--- What this task involves ---
Copy out the material below with each "layout" renamed to "format" and nothing else altered.

--- Data in this exercise ---
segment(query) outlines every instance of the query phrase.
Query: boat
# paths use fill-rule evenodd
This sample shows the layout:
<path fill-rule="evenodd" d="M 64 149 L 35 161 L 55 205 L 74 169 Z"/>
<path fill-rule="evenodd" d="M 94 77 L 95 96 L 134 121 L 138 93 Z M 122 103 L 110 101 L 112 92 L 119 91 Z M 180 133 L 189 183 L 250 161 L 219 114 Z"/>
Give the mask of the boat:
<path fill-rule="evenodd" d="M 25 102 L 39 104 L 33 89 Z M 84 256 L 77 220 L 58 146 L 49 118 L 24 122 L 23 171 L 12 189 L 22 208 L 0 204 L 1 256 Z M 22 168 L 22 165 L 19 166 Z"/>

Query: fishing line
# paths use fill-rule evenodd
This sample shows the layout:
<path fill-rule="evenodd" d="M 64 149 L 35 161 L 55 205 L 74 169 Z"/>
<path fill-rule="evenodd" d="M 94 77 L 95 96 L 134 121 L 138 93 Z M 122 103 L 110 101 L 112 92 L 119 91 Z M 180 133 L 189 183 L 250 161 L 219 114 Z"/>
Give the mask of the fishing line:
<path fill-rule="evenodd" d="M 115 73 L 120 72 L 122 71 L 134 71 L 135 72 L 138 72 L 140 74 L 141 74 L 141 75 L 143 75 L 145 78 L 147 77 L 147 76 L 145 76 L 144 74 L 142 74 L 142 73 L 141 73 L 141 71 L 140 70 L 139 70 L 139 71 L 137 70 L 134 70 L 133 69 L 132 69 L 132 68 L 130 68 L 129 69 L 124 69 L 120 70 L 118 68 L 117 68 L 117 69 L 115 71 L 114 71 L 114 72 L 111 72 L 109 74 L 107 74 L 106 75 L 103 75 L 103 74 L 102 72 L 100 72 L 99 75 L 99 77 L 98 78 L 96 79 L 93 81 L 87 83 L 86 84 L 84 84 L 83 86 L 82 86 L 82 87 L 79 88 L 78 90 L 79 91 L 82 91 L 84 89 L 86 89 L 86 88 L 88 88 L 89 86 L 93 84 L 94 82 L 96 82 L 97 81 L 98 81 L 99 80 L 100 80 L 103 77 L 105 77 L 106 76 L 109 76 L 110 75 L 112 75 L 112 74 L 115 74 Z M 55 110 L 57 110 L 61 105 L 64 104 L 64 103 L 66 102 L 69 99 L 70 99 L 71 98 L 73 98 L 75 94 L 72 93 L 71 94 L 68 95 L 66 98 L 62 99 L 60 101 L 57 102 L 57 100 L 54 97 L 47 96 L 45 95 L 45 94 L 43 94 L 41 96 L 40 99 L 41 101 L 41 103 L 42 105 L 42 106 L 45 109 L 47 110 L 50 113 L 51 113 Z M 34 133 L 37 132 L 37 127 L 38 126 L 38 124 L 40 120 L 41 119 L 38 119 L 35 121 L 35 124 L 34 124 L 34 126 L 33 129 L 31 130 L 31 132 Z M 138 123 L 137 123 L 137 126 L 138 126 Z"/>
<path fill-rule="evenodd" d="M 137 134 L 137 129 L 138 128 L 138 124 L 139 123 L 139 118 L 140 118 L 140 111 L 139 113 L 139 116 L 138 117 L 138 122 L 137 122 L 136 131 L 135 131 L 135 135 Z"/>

--- Result ---
segment(query) outlines every instance of the query phrase.
Query: boat
# paths use fill-rule evenodd
This sample shows the format:
<path fill-rule="evenodd" d="M 64 149 L 35 161 L 55 205 L 74 169 Z"/>
<path fill-rule="evenodd" d="M 94 77 L 95 96 L 134 121 L 138 93 Z M 122 103 L 110 101 L 112 92 L 119 91 Z M 180 133 L 189 183 L 250 161 L 219 114 Z"/>
Give the mask of the boat:
<path fill-rule="evenodd" d="M 25 102 L 39 104 L 33 89 Z M 84 256 L 77 220 L 58 146 L 49 118 L 24 122 L 23 171 L 12 189 L 22 208 L 0 204 L 1 256 Z M 22 168 L 22 165 L 19 166 Z"/>

Query: fishing line
# paths use fill-rule evenodd
This sample shows the format:
<path fill-rule="evenodd" d="M 64 149 L 35 161 L 55 205 L 74 169 Z"/>
<path fill-rule="evenodd" d="M 94 77 L 95 96 L 134 121 L 138 93 Z M 122 103 L 110 101 L 112 92 L 119 91 Z M 180 133 L 189 183 L 250 161 L 219 114 Z"/>
Give the mask of the fishing line:
<path fill-rule="evenodd" d="M 115 73 L 120 72 L 122 71 L 134 71 L 135 72 L 138 72 L 140 74 L 141 74 L 141 75 L 143 75 L 145 78 L 147 77 L 147 76 L 145 76 L 144 74 L 142 74 L 142 73 L 141 73 L 141 71 L 140 70 L 139 70 L 139 71 L 137 70 L 134 70 L 133 69 L 132 69 L 132 68 L 130 68 L 129 69 L 124 69 L 120 70 L 118 68 L 117 68 L 117 69 L 115 71 L 114 71 L 114 72 L 111 72 L 109 74 L 107 74 L 106 75 L 103 75 L 103 74 L 102 72 L 100 72 L 99 75 L 99 77 L 98 78 L 96 79 L 93 81 L 87 83 L 86 84 L 84 84 L 83 86 L 82 86 L 82 87 L 79 88 L 78 90 L 79 91 L 82 91 L 84 89 L 86 89 L 86 88 L 88 88 L 89 86 L 93 84 L 94 82 L 96 82 L 97 81 L 98 81 L 99 80 L 100 80 L 103 77 L 105 77 L 106 76 L 109 76 L 110 75 L 112 75 L 112 74 L 115 74 Z M 55 110 L 57 110 L 61 105 L 64 104 L 64 103 L 66 102 L 69 99 L 70 99 L 71 98 L 73 98 L 75 94 L 72 93 L 71 94 L 68 95 L 66 98 L 62 99 L 60 101 L 57 102 L 57 100 L 54 97 L 47 96 L 45 95 L 45 94 L 43 94 L 41 96 L 40 99 L 41 101 L 41 103 L 42 105 L 42 106 L 45 109 L 47 110 L 50 113 L 51 113 Z M 34 133 L 37 132 L 37 127 L 38 126 L 38 124 L 40 120 L 41 119 L 38 119 L 35 121 L 35 124 L 34 124 L 34 126 L 33 129 L 31 130 L 31 132 Z M 138 123 L 137 123 L 137 126 L 138 126 Z"/>
<path fill-rule="evenodd" d="M 137 134 L 137 129 L 138 128 L 138 124 L 139 123 L 139 118 L 140 118 L 140 111 L 139 113 L 139 116 L 138 117 L 138 122 L 137 122 L 136 131 L 135 131 L 135 135 Z"/>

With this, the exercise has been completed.